◆ **Task requirements**:
Pictures in the records below must be left out. Return exactly the lines from the line with "the lamp post." to the line with "the purple patchwork", both included.

◆ **Given information**:
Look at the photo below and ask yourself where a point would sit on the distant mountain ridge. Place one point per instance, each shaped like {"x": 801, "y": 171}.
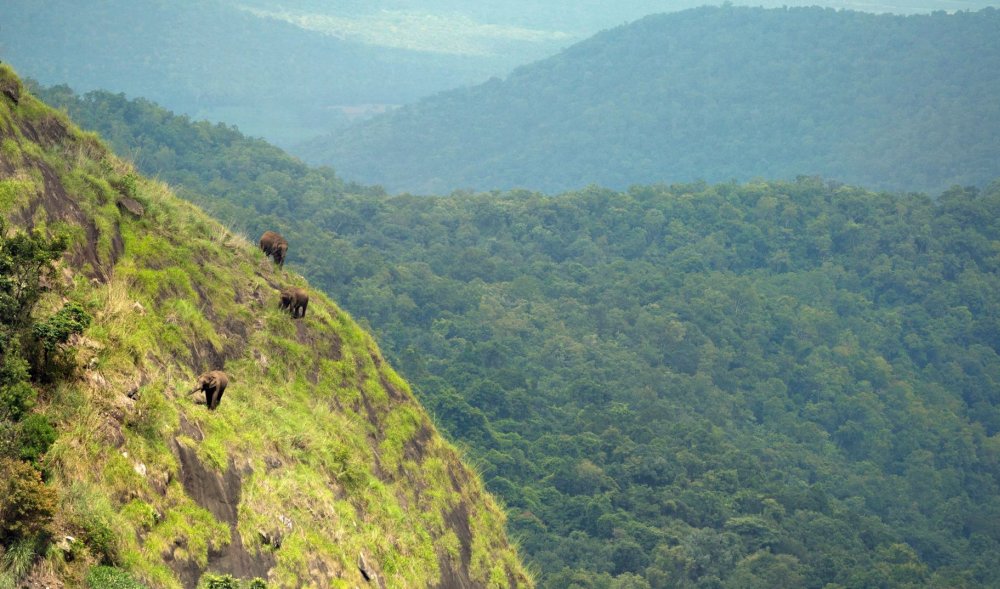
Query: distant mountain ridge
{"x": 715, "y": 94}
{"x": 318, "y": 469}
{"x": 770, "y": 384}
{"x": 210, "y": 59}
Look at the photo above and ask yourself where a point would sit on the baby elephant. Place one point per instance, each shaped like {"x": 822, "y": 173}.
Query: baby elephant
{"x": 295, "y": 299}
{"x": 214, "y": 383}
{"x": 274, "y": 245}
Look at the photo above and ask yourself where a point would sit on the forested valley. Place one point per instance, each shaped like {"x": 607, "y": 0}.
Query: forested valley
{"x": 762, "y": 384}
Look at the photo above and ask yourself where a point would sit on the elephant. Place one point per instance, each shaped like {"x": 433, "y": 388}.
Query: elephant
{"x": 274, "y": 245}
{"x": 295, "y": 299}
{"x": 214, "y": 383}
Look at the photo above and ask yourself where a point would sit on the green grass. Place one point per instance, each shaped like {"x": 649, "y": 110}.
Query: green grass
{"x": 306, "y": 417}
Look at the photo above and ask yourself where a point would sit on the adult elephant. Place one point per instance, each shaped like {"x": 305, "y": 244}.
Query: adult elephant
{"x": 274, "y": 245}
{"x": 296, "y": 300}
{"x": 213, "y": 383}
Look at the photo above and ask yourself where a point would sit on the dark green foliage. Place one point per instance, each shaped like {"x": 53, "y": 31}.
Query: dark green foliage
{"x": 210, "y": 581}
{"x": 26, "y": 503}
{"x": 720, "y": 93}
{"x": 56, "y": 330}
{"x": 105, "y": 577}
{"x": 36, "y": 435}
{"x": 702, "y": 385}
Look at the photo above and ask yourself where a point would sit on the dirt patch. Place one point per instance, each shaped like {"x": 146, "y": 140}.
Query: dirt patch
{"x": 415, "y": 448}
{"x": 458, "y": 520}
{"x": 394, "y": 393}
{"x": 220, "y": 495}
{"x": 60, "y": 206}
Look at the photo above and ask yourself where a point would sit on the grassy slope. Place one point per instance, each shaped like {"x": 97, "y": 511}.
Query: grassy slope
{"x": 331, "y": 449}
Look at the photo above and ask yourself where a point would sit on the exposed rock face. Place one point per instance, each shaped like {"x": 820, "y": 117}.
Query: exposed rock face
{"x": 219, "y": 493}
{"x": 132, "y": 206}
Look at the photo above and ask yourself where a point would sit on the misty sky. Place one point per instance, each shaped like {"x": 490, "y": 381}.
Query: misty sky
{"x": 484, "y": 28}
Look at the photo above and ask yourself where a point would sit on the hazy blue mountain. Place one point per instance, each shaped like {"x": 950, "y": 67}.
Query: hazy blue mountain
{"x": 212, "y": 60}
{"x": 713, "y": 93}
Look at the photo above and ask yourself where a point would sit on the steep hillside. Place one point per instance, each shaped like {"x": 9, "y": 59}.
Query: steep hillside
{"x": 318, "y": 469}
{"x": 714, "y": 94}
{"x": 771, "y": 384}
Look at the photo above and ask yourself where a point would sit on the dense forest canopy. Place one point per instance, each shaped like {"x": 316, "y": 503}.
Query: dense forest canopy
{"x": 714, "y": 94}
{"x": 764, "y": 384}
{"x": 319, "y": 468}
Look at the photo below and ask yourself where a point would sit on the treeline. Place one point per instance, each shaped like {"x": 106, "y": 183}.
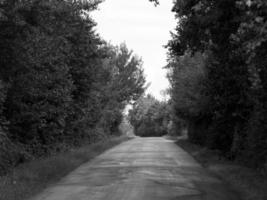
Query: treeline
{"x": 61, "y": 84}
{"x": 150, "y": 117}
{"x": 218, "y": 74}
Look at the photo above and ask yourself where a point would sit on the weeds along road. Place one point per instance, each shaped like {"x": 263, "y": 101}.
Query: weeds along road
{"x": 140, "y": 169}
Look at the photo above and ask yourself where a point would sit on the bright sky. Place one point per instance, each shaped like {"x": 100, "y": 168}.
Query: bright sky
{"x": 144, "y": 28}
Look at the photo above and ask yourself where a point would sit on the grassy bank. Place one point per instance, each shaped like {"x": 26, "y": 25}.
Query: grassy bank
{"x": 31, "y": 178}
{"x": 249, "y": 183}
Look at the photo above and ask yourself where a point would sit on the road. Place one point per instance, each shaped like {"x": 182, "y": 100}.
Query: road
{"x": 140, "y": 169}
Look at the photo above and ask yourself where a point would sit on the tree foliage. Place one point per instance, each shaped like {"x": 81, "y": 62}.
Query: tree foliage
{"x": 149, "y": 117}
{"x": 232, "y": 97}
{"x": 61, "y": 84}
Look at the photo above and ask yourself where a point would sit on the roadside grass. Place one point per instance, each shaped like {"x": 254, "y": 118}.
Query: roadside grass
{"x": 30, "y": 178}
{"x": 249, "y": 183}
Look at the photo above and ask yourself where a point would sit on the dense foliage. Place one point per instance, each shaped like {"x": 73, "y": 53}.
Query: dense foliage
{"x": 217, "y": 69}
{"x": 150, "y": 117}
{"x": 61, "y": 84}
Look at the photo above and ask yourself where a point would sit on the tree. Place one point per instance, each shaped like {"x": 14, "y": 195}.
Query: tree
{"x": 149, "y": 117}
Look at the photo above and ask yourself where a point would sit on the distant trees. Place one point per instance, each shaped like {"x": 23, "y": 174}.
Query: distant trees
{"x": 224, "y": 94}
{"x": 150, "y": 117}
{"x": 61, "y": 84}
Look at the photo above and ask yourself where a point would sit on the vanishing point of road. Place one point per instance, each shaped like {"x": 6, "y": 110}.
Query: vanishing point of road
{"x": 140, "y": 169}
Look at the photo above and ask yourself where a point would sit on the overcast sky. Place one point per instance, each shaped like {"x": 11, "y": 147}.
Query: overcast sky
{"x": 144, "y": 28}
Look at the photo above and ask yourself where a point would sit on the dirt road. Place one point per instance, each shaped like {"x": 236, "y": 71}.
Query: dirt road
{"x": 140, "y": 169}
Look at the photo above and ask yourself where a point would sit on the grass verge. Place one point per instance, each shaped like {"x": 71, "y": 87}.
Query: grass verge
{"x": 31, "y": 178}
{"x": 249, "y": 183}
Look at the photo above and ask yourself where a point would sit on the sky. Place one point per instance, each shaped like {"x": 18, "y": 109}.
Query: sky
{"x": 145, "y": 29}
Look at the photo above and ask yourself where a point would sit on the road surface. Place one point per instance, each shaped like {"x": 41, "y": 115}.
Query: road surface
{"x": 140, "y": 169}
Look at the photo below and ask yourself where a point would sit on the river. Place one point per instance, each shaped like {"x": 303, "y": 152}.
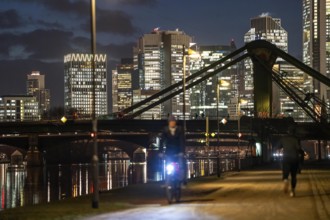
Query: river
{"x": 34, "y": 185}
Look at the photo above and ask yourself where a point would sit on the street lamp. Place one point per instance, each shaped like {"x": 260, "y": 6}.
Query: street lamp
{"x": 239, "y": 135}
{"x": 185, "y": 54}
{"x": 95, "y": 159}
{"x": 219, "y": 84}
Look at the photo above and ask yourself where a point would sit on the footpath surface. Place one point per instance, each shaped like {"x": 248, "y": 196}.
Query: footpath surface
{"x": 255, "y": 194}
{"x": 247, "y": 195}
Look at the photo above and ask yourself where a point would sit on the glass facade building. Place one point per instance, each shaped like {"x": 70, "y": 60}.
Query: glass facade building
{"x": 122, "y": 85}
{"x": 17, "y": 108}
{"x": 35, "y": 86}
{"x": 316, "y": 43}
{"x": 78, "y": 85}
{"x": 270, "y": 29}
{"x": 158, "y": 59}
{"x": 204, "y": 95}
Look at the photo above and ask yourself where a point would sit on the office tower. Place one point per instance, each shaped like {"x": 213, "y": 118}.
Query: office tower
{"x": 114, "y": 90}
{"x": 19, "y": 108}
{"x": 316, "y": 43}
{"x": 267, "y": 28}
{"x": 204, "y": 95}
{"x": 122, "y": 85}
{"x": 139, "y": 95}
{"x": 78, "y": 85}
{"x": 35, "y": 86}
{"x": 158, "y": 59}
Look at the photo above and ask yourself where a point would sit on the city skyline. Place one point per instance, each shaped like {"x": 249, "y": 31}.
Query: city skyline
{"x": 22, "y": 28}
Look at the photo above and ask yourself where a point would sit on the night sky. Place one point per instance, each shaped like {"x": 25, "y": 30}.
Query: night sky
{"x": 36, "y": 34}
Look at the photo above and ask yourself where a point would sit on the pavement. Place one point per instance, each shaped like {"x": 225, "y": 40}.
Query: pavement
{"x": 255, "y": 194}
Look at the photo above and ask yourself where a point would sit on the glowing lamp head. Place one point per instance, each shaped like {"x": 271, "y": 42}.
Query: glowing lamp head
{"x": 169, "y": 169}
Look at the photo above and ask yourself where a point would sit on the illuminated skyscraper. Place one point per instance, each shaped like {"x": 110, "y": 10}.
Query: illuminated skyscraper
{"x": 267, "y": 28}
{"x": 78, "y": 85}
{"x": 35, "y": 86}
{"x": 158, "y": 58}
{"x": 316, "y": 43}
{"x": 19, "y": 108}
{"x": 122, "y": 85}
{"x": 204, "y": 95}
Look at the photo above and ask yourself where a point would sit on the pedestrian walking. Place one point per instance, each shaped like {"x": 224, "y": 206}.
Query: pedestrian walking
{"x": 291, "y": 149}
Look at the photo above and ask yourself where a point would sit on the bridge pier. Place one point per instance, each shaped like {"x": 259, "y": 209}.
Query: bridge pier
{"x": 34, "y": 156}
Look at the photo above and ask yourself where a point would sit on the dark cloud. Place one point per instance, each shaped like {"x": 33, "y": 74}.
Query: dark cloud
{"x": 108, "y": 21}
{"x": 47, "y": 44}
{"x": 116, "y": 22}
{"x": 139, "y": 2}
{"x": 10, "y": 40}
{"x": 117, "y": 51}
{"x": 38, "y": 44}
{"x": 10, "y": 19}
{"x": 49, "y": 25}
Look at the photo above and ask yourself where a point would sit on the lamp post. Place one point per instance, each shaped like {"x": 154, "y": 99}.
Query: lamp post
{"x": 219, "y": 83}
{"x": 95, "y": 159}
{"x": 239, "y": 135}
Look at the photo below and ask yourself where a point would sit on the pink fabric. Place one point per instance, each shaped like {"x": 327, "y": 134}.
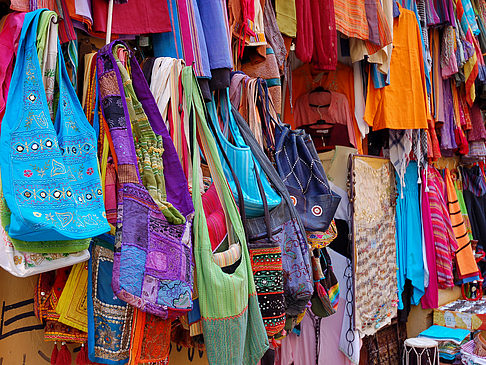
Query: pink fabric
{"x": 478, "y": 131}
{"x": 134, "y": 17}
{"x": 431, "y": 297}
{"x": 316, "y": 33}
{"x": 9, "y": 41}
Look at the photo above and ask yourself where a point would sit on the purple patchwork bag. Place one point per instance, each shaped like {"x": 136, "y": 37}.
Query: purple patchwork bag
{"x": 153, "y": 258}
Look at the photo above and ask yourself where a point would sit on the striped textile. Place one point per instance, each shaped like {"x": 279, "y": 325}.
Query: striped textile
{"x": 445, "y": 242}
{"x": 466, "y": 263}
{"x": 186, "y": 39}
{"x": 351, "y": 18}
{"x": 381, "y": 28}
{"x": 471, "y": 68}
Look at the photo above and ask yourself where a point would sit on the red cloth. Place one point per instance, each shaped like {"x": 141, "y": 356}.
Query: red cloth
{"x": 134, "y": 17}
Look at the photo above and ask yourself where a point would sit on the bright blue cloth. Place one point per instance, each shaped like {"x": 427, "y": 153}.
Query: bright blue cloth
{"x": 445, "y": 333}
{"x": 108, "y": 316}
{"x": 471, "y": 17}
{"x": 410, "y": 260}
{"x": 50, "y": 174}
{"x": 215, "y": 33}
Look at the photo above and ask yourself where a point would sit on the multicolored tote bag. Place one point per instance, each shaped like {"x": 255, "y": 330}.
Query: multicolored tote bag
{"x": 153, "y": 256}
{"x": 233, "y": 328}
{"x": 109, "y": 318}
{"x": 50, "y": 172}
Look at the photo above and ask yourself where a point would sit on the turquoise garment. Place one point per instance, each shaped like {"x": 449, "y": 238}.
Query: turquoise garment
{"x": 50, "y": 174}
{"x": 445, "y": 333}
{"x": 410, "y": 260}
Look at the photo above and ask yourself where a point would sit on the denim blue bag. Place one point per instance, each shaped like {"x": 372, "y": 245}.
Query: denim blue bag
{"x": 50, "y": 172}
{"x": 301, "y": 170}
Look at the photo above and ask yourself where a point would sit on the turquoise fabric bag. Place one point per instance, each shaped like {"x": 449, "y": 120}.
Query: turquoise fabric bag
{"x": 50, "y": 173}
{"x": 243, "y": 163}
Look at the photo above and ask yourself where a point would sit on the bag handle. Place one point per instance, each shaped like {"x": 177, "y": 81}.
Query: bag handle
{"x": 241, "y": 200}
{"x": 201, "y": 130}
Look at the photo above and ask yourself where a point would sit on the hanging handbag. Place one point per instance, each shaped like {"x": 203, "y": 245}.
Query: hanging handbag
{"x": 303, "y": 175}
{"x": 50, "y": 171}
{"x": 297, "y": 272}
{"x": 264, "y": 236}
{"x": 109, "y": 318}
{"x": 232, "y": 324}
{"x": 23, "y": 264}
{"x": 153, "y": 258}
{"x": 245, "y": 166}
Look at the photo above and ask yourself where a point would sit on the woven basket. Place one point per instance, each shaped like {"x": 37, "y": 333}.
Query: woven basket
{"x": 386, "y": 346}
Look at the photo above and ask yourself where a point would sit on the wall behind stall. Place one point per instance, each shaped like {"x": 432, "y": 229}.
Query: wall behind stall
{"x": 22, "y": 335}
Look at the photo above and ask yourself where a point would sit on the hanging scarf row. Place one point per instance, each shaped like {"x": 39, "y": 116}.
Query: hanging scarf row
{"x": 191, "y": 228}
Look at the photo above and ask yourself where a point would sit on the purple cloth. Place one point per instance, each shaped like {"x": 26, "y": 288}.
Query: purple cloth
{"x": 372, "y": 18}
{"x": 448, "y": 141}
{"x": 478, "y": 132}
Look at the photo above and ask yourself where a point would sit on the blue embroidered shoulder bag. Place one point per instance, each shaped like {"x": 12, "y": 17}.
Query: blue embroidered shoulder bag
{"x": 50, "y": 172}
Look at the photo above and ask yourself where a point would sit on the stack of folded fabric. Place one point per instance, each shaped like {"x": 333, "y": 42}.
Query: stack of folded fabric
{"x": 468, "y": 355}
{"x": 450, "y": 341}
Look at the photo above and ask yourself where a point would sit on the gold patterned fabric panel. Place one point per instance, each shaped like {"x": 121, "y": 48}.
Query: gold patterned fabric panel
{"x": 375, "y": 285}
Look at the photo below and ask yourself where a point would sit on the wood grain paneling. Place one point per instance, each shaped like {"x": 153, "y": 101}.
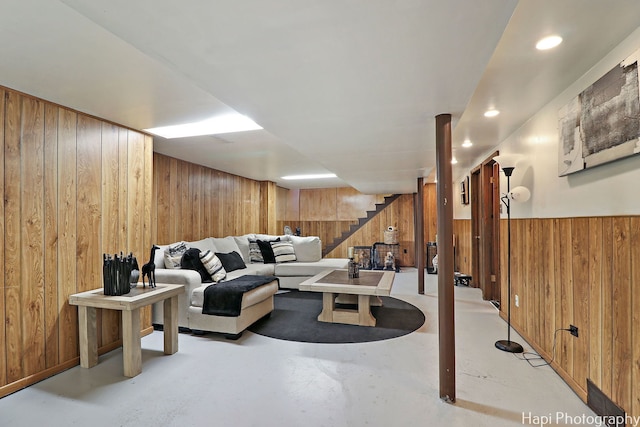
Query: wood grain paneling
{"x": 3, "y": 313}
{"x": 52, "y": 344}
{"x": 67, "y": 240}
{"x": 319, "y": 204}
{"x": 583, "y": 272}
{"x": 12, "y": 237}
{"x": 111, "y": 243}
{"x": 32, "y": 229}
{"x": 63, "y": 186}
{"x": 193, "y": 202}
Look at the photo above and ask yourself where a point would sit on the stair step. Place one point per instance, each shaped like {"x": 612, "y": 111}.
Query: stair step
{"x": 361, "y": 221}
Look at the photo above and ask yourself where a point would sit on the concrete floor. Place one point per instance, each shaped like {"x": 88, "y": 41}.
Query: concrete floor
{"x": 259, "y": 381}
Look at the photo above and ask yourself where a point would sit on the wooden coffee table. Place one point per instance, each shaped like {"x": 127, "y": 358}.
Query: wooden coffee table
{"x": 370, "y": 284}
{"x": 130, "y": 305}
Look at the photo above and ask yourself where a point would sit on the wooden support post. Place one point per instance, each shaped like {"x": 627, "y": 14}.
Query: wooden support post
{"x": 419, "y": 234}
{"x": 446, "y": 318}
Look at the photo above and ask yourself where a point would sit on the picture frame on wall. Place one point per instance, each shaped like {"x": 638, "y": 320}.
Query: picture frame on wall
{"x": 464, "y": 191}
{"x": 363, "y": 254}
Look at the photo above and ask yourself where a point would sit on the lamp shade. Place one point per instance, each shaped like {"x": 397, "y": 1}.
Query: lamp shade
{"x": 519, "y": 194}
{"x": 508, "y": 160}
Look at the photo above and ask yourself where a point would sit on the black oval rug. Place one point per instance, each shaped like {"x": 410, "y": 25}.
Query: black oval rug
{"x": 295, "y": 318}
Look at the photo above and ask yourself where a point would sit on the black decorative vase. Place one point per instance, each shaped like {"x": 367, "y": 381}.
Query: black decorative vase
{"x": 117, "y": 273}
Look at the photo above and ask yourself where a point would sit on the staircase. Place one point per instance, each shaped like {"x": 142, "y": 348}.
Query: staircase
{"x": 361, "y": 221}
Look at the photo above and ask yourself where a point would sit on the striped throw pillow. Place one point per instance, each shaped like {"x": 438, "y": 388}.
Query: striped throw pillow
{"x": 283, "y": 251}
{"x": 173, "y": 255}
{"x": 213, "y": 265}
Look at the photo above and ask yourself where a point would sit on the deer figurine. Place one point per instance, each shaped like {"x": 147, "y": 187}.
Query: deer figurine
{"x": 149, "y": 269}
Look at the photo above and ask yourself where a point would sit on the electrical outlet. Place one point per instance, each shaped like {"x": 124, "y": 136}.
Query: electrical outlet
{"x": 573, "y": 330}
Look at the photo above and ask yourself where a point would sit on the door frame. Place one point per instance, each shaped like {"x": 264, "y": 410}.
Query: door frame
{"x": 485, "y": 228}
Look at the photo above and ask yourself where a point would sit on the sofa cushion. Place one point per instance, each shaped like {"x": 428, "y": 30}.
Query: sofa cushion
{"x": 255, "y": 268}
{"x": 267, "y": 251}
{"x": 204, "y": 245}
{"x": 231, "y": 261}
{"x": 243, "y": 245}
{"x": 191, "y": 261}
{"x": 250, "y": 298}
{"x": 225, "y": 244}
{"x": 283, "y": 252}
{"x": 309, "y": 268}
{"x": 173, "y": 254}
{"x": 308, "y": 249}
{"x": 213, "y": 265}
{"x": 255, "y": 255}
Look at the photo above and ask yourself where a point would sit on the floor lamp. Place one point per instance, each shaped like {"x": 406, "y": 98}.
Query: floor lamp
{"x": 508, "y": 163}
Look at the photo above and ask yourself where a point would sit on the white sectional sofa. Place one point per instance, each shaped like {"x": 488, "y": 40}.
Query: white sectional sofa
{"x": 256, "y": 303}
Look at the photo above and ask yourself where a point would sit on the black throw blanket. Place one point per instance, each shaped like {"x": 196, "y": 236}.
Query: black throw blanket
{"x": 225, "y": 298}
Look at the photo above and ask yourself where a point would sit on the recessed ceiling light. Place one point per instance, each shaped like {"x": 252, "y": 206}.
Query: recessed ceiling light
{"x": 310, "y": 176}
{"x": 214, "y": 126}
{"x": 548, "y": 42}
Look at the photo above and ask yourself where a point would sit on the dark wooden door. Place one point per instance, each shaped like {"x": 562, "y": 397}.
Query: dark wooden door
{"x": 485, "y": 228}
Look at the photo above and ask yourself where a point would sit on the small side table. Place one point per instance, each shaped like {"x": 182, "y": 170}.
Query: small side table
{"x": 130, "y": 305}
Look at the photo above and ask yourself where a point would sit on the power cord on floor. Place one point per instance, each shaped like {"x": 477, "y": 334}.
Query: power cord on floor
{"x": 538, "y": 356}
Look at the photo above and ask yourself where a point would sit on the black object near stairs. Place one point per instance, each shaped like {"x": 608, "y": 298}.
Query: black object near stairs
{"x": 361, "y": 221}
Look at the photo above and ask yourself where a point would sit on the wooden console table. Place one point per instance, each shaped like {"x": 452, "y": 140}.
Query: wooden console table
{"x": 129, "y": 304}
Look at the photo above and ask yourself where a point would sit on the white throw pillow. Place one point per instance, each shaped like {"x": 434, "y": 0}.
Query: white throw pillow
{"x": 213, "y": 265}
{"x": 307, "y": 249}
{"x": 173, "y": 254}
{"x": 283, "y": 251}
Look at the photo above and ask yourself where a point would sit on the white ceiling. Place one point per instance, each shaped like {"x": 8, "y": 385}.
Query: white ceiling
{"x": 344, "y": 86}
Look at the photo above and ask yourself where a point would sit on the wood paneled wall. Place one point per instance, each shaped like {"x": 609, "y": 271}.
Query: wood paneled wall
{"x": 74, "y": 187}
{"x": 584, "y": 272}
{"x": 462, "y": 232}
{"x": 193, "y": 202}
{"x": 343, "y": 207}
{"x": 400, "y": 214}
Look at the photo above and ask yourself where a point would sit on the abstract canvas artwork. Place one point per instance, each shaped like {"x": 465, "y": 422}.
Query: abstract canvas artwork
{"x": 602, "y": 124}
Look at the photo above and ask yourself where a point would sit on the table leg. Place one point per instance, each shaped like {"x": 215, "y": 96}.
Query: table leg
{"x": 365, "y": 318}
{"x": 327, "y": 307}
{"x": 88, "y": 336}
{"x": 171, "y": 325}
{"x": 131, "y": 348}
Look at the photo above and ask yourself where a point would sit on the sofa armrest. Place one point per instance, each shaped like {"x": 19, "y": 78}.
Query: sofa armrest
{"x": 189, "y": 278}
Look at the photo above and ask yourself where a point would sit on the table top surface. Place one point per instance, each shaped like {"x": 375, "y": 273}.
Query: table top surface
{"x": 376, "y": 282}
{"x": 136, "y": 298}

◆ **Task answer**:
Look at the photo above and ask yourself where a point would sit on the lamp post. Place one point per instance, each shaped like {"x": 154, "y": 99}.
Query: lamp post
{"x": 219, "y": 83}
{"x": 95, "y": 159}
{"x": 239, "y": 135}
Look at the photo below and ask yourself where a point would sit on the pink fabric. Place one point per instance, each shaped like {"x": 327, "y": 134}.
Query: pink fabric
{"x": 478, "y": 131}
{"x": 134, "y": 17}
{"x": 431, "y": 297}
{"x": 316, "y": 33}
{"x": 9, "y": 41}
Look at the photo above and ask yourself where a point would sit on the purple patchwork bag. Place one point per instance, each shaped like {"x": 136, "y": 37}.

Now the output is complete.